**Task objective**
Copy these lines word for word, beginning at the line that contains "Your task is to find every instance of control" and stopping after the line that contains "[75,207,378,340]".

**Lines on locating named things**
****************************************

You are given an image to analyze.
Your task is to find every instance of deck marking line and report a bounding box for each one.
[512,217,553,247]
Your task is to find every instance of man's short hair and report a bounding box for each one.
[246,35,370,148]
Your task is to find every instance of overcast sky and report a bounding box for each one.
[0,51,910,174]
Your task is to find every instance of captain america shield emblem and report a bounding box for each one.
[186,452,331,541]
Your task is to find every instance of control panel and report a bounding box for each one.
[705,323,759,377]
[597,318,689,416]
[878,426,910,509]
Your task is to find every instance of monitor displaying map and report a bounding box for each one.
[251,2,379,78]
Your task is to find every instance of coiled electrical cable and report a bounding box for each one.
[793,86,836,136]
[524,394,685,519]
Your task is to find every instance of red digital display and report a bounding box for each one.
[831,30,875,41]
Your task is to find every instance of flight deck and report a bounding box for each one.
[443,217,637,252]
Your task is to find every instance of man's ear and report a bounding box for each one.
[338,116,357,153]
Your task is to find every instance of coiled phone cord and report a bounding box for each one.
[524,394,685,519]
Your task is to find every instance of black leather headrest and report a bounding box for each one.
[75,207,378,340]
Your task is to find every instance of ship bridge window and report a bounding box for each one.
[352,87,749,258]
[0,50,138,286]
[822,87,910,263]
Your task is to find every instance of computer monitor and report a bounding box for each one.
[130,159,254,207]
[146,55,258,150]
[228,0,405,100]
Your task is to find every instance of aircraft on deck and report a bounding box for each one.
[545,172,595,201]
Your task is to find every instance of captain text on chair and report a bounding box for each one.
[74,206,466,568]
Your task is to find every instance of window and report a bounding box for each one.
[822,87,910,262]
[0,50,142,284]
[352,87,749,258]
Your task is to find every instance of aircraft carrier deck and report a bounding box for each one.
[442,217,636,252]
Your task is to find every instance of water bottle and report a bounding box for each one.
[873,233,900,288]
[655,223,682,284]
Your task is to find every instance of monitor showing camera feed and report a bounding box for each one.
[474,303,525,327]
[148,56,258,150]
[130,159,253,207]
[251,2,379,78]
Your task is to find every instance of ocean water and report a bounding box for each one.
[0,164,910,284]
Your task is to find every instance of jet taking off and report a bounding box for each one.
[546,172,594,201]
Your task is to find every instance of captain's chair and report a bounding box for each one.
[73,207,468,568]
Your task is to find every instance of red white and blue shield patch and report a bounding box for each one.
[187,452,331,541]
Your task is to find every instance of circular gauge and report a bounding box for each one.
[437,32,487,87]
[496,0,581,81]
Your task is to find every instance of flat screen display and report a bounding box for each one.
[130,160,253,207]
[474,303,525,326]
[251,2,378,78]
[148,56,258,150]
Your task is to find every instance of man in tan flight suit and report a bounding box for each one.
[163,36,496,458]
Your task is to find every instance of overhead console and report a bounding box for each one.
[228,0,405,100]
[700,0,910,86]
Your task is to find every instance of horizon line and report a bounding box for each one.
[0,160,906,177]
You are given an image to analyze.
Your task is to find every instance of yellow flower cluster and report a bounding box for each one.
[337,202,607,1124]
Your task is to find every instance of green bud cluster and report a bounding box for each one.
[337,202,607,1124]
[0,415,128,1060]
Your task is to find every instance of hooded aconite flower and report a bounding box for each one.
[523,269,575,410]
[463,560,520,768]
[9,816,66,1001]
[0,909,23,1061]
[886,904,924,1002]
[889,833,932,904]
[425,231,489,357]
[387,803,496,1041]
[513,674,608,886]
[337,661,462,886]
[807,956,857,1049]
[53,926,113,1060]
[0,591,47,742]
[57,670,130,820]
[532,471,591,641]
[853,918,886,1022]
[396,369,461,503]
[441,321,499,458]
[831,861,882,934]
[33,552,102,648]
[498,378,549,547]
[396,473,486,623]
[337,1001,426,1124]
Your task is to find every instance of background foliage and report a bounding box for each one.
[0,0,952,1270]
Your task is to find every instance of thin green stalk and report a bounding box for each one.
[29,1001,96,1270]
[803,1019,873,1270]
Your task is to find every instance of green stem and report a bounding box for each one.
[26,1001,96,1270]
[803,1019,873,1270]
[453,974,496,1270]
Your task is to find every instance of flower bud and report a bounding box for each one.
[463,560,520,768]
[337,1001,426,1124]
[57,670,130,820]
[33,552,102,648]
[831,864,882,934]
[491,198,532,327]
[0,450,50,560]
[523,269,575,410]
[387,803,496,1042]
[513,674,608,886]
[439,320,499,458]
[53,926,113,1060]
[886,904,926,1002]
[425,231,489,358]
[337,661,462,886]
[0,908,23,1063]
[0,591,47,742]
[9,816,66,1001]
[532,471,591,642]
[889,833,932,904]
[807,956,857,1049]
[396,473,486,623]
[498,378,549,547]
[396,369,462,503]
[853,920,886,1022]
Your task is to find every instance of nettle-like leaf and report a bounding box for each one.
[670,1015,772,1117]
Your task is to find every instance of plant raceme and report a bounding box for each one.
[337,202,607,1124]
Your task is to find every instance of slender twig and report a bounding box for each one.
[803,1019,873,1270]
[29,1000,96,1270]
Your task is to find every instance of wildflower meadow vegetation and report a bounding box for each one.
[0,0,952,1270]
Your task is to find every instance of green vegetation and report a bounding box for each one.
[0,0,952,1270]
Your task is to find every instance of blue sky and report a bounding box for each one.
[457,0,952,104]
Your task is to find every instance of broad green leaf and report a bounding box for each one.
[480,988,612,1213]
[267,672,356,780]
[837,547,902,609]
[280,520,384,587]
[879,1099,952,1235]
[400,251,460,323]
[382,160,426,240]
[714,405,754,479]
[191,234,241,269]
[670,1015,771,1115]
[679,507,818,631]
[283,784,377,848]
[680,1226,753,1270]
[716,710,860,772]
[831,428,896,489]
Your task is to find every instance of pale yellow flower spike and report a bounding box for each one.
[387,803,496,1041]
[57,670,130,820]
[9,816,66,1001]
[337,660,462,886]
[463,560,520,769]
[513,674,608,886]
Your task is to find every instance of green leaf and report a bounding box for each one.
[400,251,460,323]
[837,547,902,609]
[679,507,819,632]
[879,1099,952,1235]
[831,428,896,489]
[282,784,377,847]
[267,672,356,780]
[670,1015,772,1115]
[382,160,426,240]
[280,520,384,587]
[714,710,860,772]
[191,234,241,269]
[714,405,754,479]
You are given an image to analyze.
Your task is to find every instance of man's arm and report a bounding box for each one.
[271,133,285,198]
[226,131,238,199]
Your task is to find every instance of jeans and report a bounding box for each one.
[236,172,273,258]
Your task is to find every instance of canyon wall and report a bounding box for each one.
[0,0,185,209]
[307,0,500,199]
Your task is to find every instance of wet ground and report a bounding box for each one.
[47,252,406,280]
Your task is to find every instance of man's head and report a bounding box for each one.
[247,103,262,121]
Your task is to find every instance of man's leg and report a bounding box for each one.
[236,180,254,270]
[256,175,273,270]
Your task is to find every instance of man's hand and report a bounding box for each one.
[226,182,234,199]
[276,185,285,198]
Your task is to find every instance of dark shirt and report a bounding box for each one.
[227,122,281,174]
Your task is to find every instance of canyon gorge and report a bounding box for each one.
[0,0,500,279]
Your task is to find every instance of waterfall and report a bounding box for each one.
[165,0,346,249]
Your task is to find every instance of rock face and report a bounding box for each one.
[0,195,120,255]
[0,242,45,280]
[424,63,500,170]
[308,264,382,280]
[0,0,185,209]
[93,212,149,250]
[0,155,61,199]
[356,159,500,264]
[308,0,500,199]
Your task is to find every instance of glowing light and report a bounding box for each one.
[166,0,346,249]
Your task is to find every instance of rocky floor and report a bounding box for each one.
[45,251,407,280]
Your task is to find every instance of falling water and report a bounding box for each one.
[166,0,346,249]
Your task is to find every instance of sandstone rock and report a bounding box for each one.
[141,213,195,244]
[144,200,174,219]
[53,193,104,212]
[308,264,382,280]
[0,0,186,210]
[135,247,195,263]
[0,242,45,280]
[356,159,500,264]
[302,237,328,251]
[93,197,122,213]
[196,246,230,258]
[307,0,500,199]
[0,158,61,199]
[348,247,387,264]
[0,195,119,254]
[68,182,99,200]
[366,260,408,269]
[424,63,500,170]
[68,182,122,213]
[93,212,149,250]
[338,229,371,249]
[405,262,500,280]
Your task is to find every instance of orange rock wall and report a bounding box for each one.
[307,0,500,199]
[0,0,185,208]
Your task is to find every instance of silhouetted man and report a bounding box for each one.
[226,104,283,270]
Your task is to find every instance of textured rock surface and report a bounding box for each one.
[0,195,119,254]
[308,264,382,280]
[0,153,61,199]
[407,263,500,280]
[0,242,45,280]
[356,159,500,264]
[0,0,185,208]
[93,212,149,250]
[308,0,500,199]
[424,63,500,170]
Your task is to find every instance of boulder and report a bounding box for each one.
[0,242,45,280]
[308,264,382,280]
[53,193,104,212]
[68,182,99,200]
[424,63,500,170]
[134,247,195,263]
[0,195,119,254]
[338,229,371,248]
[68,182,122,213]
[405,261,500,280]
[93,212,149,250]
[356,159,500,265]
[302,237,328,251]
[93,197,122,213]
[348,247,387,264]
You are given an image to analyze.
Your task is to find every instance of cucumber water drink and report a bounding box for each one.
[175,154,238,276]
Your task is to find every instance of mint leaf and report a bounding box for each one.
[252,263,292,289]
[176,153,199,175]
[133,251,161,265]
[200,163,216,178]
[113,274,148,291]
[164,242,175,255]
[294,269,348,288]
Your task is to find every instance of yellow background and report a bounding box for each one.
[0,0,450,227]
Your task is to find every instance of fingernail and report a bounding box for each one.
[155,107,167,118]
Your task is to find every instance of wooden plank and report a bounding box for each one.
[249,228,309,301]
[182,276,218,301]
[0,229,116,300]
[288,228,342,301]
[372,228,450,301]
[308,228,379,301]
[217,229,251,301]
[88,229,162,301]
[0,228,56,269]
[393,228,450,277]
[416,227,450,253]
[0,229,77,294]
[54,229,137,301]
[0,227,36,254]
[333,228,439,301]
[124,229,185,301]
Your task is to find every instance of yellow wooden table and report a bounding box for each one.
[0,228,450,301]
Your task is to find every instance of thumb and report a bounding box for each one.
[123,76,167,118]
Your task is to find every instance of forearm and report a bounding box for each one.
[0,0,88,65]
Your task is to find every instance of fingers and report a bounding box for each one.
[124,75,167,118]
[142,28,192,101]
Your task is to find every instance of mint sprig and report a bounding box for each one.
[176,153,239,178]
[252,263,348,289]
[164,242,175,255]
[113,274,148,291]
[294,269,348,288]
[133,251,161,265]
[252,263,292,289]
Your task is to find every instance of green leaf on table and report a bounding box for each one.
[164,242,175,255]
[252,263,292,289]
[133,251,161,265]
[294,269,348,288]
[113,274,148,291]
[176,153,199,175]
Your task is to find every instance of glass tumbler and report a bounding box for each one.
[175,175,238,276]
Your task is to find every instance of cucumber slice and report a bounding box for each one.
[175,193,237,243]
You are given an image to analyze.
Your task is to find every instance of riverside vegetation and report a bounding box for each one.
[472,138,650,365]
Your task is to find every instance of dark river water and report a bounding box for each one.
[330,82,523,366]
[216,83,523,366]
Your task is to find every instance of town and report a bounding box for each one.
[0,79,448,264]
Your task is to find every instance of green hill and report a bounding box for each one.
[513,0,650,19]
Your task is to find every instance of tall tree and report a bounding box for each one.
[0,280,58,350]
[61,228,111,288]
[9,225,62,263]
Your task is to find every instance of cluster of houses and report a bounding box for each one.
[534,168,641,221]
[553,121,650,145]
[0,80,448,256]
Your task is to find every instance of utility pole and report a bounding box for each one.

****************************************

**Exercise answer**
Your task is to find every instance of control panel and report a bounding box for each one.
[705,323,759,377]
[597,318,689,416]
[878,426,910,509]
Your task is to find every instance of monitor displaying map and report a bounding box for each one.
[251,2,379,78]
Your task is to find every instance of coiled electrical cable and report a bounding box for each one.
[793,86,836,136]
[524,394,685,519]
Your task is to find every instance of red digital display and report a bounding box for each one.
[831,30,875,41]
Your task is to find every instance of flight deck and report a bounding box for each one.
[443,217,637,252]
Your task is to find every instance of man's ear and report a bounding box for each one.
[338,116,357,153]
Your task is to find every instance of coiled phone cord and report a bounding box for each one.
[524,394,685,519]
Your task is to find every instance of black leather headrest and report a bounding box for each one.
[75,207,378,340]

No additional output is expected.